**** Extracted entries ****
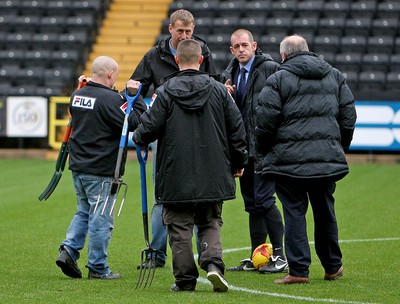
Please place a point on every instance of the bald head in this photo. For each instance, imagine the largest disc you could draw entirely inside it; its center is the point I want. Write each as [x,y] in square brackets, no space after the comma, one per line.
[105,71]
[293,44]
[188,54]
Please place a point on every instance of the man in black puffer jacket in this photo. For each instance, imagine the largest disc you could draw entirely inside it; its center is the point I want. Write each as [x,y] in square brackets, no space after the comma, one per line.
[304,124]
[257,190]
[201,148]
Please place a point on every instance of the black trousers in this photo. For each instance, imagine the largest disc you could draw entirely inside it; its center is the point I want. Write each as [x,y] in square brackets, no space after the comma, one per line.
[258,194]
[180,220]
[295,195]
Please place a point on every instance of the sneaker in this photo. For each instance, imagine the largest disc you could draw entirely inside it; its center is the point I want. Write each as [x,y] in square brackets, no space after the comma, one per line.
[149,263]
[218,281]
[109,276]
[68,265]
[276,264]
[334,276]
[176,288]
[245,265]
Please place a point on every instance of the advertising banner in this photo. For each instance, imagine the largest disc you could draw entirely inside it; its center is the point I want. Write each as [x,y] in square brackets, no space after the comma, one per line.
[26,116]
[377,126]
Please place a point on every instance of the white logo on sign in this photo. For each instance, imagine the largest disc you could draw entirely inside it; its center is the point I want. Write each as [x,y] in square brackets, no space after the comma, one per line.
[83,102]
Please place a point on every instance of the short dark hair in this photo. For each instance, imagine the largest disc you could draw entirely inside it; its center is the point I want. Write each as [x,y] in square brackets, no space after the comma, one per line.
[189,51]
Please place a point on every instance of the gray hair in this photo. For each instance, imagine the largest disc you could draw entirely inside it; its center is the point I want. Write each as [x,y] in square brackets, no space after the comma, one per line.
[102,65]
[293,44]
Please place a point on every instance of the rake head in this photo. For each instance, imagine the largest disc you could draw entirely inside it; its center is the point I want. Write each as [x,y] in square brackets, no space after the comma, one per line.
[51,186]
[147,268]
[113,190]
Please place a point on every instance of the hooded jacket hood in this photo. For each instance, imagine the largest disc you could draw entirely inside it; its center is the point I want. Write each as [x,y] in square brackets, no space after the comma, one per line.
[306,65]
[190,89]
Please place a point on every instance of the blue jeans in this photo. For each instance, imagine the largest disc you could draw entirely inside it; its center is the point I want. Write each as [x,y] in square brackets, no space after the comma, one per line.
[159,233]
[99,226]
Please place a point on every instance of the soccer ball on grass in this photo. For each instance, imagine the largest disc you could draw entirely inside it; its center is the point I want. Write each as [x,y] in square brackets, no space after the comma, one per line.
[261,255]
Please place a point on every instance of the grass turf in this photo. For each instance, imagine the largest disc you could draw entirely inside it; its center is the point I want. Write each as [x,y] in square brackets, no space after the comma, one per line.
[367,207]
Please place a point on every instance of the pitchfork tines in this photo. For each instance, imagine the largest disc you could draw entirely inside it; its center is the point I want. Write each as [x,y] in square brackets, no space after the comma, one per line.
[113,189]
[147,267]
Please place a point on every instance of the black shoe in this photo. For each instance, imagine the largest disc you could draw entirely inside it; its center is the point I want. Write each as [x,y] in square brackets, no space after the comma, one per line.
[151,263]
[68,265]
[245,265]
[214,275]
[110,276]
[176,288]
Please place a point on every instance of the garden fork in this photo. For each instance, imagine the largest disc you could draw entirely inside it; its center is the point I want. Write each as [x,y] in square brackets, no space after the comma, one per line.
[116,184]
[149,255]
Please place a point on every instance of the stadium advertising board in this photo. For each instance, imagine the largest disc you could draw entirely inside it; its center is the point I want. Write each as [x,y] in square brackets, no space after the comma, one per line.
[377,126]
[26,116]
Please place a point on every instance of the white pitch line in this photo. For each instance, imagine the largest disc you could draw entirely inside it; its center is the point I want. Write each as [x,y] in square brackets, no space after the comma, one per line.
[278,295]
[340,241]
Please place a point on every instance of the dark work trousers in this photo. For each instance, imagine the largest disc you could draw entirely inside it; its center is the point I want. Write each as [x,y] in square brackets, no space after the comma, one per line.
[180,220]
[264,216]
[294,195]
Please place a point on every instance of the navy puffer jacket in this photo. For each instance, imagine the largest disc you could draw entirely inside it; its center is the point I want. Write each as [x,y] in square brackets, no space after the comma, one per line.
[305,120]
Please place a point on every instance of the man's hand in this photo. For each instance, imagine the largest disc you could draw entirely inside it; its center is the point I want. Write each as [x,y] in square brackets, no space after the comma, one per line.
[132,86]
[230,88]
[238,172]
****
Write the records out exactly, dropping every image.

Please place a point on every instance of the bald head in this photo. For each instance, imagine the largest disc you could draw entirely inside it; its center is the point I want. Write each as [x,y] in square brackets, no space after the comma, one per line.
[105,71]
[293,44]
[188,54]
Please place a point on every instance of the man in black puffer jacket in this photo. For each instance, imagine the largest disc you could draw entirely inside it; its center is the point I want. Write each as [x,y] in square brackets, no space after the comma, one per line.
[304,124]
[257,190]
[201,148]
Please place a point on every instance of the black trousers in this photo. For each instance, imagine the largest disc you could draw entirely inside it; its center is the point I want. Write each as [x,y] in square brackets, no space after the comma, one per line.
[258,194]
[180,220]
[295,195]
Please place a point on every instance of the sneaker in this photo. For each instance, imagine the largest disc you could draw entirely inside it; its center is the point I want. Write each as [x,y] in square brackets, no space after the comma, one per line.
[149,263]
[218,281]
[109,276]
[68,265]
[276,264]
[334,276]
[176,288]
[245,265]
Please place a point on every instance of the advertising banner in this photo. For each instance, imagine the largest disc you could draw entirely inside it; its center is the point I want. Write each as [x,y] in square brackets, no space after the comma, one per line.
[26,116]
[377,126]
Please place a point on every instance of the white logo on sign in this photo. For each instance, imagine the largest disc you could draw entirely inside it; its center is the point I want. Write each as [x,y] in square brackets, no space after the comma, one per line.
[83,102]
Please place a point on every instance of the short dark hair in this photo. For each instance, imagine the largest disc you could draw entirely inside it; its center is the point I want. Write each as [x,y] in square brackets, no space after the comma, one per line.
[189,51]
Please place a point on every instance of the gray hair in this photo. For each instance, imagine the largest disc you could draw entirely inside it; its center is the point I want. Write each as [x,y] in square brackets, no space after the comma, one per line.
[102,65]
[293,44]
Please place a point on every instance of the rake head in this photo. For each instance, imagine the largest disc you could draw entirely inside it; its center is the point I want. Write each as [x,y] in square brackets, no space after the comma, one per line.
[51,186]
[147,268]
[113,190]
Please place a point on every instance of the hooded jacket hood in this photo. For each instance, imagine the largest disc you could draw entirely inside it; its center is the point I want. Write each as [x,y] in square brackets, no space after the comma, one per line.
[306,65]
[190,89]
Please place a point on every instance of the blue jeans in this photo. For each instance, imagine the largest disc you could draw entirely inside it; its center is the point I want. Write each as [x,y] in square brackets, no space after the comma, one per line.
[159,233]
[99,226]
Please place a point on every instance of the soccer ball on grass in this photo. For each instance, imagine the largest disc you could draw entirely inside it; its center is the point I want. Write each as [x,y] in square brackets, no space after the comma, one per line.
[261,255]
Please place a point on every instance of the grass turf in this photo. For each instance, imagine the largest disc you could draw entirely inside it; its center is the point I want. Write each as [x,y] in square brackets, no space after the comma, one per line.
[367,207]
Please place a point on every instance of the pitchfork tines in this photo. For each instance, imagine the largest disc you could draw entirely inside it; its center is the point I want. Write each as [x,y] in square brackets, no space after the comma, one per line.
[113,189]
[147,267]
Please place a point on every instance of the black shoe in this photo. For each instance, imagine the largest disc you could draw entirely inside it; its center is the point I want. Write each as [x,y] in square brackets, no space after the comma, one per line.
[151,263]
[68,265]
[245,265]
[214,275]
[110,276]
[176,288]
Please place a point on every instance of the garden fork in this photo. For each instance, imagine the largest disc you could draw entirely inside it; its center is the point I want. Write each as [x,y] in square brackets, no space after the comma, one per line.
[116,184]
[149,255]
Please place a point on every instance of the stadium advertising board in this photo. For each instance, imagine the largest disc you could draw entirely inside it; its center is the point I want. Write each as [x,y] in square brackets, no space after the comma, one per line.
[377,126]
[26,116]
Please place a point on every instance of the white pitch line in this photo. For each instance, imagine the largest disc you could draw entirely inside it; its center is the point I want. Write each as [x,y] in square brackets, no space after the comma, one per line.
[278,295]
[340,241]
Please place a point on every instance of the dark work trousers in this photo. For each instance, imagine the largest disc you could draw entirely inside it; its center is the point I want. Write each as [x,y] in square brackets, no space after the comma, one per line.
[180,220]
[264,216]
[294,195]
Please place a point on every instance of the navy puffer jacket in this photo. For each instance, imagine the largest disc you could draw entirely inside it; its center is the point I want. Write each as [x,y] in square brackets, no space after the comma, one per line.
[305,120]
Please place a point on every instance of the man's hand in this photo. For each instance, imagine the largest disc you could draw entirely inside it; its center is the point I want. Write each as [x,y] in square brackets, no space after the comma, one per line.
[132,86]
[230,88]
[238,172]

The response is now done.